### TASK BRIEF
Return every line of the data below that includes the string "exact".

━━━━

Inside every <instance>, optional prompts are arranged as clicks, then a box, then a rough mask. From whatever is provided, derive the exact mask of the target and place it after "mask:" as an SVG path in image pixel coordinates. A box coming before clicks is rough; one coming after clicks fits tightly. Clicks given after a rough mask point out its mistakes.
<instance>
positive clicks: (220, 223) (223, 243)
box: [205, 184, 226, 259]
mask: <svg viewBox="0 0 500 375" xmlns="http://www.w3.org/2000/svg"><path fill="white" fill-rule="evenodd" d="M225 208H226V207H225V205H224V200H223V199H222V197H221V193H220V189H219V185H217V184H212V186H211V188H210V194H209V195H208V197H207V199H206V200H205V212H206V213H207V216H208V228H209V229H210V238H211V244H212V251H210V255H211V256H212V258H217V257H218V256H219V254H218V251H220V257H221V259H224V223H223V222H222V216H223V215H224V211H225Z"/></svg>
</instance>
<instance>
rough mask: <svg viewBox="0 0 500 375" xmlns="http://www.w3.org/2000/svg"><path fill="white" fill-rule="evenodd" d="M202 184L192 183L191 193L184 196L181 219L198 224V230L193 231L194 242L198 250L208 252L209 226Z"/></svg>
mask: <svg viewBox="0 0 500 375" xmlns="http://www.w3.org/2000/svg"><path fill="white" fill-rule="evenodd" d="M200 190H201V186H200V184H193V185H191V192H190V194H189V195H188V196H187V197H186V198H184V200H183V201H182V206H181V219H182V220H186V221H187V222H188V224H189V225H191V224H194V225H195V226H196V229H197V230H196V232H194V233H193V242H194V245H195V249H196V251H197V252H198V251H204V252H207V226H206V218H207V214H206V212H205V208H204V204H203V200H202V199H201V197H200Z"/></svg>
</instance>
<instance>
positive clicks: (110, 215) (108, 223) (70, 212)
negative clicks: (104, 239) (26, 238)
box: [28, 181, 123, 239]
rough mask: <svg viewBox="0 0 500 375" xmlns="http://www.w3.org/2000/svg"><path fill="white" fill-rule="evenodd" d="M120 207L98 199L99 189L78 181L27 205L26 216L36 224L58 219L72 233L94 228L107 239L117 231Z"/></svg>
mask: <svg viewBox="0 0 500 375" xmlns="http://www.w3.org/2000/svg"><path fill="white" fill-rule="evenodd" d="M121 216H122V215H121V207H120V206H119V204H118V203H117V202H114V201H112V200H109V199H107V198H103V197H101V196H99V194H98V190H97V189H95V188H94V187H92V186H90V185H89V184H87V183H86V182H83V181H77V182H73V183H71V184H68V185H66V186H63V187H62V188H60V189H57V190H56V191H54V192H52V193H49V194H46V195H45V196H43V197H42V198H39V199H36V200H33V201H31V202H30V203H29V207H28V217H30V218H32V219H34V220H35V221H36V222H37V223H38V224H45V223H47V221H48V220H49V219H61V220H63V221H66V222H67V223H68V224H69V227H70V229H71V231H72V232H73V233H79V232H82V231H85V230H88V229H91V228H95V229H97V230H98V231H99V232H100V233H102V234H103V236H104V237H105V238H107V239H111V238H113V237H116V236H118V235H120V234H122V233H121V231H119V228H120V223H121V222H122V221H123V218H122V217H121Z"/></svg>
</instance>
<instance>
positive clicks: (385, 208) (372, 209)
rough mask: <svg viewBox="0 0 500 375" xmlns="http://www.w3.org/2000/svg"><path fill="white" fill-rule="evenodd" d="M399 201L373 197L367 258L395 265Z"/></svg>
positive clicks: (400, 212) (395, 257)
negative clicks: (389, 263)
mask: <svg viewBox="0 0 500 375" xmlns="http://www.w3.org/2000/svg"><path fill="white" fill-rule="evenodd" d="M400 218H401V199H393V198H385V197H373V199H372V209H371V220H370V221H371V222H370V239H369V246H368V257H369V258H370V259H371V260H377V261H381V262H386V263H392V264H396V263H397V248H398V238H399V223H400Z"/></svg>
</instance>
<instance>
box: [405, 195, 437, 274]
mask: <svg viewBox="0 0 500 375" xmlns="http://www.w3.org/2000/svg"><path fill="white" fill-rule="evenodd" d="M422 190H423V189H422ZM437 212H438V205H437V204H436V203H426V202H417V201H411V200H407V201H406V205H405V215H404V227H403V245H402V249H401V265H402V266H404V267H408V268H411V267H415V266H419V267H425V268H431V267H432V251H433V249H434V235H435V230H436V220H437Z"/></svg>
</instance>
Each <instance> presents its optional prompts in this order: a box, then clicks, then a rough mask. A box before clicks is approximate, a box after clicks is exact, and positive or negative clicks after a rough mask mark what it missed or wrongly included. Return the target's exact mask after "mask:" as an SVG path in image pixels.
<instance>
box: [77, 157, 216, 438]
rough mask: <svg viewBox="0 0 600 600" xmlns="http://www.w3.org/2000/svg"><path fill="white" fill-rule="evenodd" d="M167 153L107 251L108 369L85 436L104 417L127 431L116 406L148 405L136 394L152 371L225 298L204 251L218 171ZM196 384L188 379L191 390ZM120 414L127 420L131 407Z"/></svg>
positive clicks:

━━━━

### EXERCISE RESULT
Inside every <instance>, optional prompts are arranged as clicks, then a box, then a rough mask. From whatever is provided, derive the exact mask of the target and place it after "mask:" as an SVG path in image pixel coordinates. A box coming before clicks is rough; one coming after clicks fits tightly. Clicks given after a rough mask point out its mistakes.
Each <instance> presents its optional prompts in this order: a box, then clicks, then a rough mask. A box before clicks is approximate, a box after clicks is exact, and positive or negative clicks after a rough mask mark what it missed or wrongly included. Return the target's exact mask after "mask:" as an SVG path in image pixels.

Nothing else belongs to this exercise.